--- start of Selected excerpt ---

Shadows of the Damned hands-on preview: 5 reasons video games now have their Evil Dead
Shinji Mikami + Suda51 + Akira Yamaoka = Sam Raimi?
3. It's very, very funny
If it weren’t for Portal 2, I’d have Shadows of the Damned flagged as the funniest game I’ve played all year. The script and delivery are just that good. The key relationship, between hero Diego Hotspur and his floating skull/talking gun/motorcycle/shape-shifting demon buddy, Johnson, could have been an irritatingly generic straight-man/comedy side-kick set-up. In fact in most games it would have been. In Shadows though, every exchange between protagonist and side-kick, no matter how innocuous, is laugh-out-loud funny.
Above: The perineum-shot. It's the new head-shot
It helps that the straight-man/joke-man roles are muddied, even reversed at times, with Garcia being as brash and sweary as you like and Johnson being every bit the upper-crust English gent. Albeit one who is also a disembodied cranium from hell. Regardless, his playfully deadpan explanations of hell’s inner workings (A small demon acts as your checkpoint marker. He poops and disappears when activated. He’s a relative of Johnson’s by marriage, and if you think his actions are weird, you should see it when he pisses, apparently) are written and delivered with a subtle charm far too often lacking in current AAA games.

--- end of Selected excerpt ---

## Actions to take
A - Copy the passage of the Shadows of the Damned preview from "3. It's very, very" to "is laugh-out-loud funny.".
B - Set down the lines of the records below, from the line with "target | tall grass" through the last line of the records.

--- start of Dataset records ---

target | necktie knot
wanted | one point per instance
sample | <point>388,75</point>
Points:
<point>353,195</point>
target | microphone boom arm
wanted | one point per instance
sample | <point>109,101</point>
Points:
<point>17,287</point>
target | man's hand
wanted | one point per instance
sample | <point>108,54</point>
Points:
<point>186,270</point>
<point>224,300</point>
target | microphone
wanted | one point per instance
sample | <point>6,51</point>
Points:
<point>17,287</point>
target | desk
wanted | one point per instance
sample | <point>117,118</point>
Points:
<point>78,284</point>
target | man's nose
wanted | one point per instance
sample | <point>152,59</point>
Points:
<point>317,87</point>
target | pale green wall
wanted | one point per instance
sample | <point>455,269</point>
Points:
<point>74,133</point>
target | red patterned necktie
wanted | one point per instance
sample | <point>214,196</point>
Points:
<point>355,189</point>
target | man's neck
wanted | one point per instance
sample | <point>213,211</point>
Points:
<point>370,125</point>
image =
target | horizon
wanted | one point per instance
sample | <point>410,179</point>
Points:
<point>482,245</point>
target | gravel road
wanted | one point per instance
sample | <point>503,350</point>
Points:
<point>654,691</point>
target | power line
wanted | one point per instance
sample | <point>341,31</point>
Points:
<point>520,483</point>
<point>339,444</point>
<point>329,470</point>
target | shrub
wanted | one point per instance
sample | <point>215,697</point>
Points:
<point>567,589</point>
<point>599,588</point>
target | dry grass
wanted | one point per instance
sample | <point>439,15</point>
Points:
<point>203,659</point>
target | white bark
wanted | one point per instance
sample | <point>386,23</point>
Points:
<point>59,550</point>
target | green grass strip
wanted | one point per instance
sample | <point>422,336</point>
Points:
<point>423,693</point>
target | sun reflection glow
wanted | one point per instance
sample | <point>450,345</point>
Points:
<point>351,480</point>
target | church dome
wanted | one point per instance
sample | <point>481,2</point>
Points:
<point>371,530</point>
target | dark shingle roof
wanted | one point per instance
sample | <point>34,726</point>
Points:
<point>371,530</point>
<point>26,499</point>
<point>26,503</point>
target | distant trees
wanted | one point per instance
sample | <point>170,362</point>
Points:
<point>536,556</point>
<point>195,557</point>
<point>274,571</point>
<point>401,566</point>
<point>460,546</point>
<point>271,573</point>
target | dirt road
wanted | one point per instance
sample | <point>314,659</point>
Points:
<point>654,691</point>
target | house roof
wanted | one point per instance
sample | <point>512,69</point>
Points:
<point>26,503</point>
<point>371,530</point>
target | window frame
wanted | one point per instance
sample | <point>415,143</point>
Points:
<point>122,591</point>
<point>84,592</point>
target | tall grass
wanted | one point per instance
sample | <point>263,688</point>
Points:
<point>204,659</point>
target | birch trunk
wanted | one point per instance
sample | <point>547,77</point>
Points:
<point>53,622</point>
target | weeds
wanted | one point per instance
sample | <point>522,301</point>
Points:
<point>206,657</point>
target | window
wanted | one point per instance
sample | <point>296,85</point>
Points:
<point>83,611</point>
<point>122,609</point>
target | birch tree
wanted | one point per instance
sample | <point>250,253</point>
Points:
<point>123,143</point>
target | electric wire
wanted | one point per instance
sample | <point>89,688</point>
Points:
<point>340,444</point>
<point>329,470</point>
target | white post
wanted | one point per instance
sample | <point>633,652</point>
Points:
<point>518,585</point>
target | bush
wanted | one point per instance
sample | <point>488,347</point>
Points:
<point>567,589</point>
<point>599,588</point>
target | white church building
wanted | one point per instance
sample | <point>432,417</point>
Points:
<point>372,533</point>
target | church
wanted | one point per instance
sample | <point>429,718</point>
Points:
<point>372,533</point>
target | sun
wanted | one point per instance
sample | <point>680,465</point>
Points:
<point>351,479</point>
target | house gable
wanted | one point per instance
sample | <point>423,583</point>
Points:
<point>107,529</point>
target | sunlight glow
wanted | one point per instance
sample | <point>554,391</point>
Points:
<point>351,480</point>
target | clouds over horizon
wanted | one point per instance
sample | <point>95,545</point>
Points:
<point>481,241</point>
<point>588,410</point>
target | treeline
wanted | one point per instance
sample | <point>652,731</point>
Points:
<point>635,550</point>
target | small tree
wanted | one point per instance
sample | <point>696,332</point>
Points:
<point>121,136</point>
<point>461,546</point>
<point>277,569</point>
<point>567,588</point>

--- end of Dataset records ---

## Solution list
A -
3. It's very, very funny
If it weren’t for Portal 2, I’d have Shadows of the Damned flagged as the funniest game I’ve played all year. The script and delivery are just that good. The key relationship, between hero Diego Hotspur and his floating skull/talking gun/motorcycle/shape-shifting demon buddy, Johnson, could have been an irritatingly generic straight-man/comedy side-kick set-up. In fact in most games it would have been. In Shadows though, every exchange between protagonist and side-kick, no matter how innocuous, is laugh-out-loud funny.

B -
target | tall grass
wanted | one point per instance
sample | <point>263,688</point>
Points:
<point>204,659</point>
target | birch trunk
wanted | one point per instance
sample | <point>547,77</point>
Points:
<point>53,622</point>
target | weeds
wanted | one point per instance
sample | <point>522,301</point>
Points:
<point>206,657</point>
target | window
wanted | one point per instance
sample | <point>296,85</point>
Points:
<point>83,611</point>
<point>122,609</point>
target | birch tree
wanted | one point per instance
sample | <point>250,253</point>
Points:
<point>123,143</point>
target | electric wire
wanted | one point per instance
sample | <point>89,688</point>
Points:
<point>340,444</point>
<point>329,470</point>
target | white post
wanted | one point per instance
sample | <point>633,652</point>
Points:
<point>518,585</point>
target | bush
wanted | one point per instance
sample | <point>488,347</point>
Points:
<point>567,589</point>
<point>599,588</point>
target | white church building
wanted | one point per instance
sample | <point>432,417</point>
Points:
<point>372,533</point>
target | church
wanted | one point per instance
sample | <point>429,718</point>
Points:
<point>372,533</point>
target | sun
wanted | one point per instance
sample | <point>680,465</point>
Points:
<point>351,479</point>
target | house gable
wanted | one point per instance
sample | <point>423,583</point>
Points:
<point>107,529</point>
target | sunlight glow
wanted | one point per instance
sample | <point>554,391</point>
Points:
<point>351,480</point>
target | clouds over horizon
wanted | one point per instance
sample | <point>95,545</point>
Points:
<point>481,241</point>
<point>588,410</point>
target | treeline
wanted | one point per instance
sample | <point>652,731</point>
Points:
<point>635,550</point>
target | small tree
wanted | one point per instance
sample | <point>696,332</point>
Points:
<point>121,136</point>
<point>461,546</point>
<point>277,569</point>
<point>567,588</point>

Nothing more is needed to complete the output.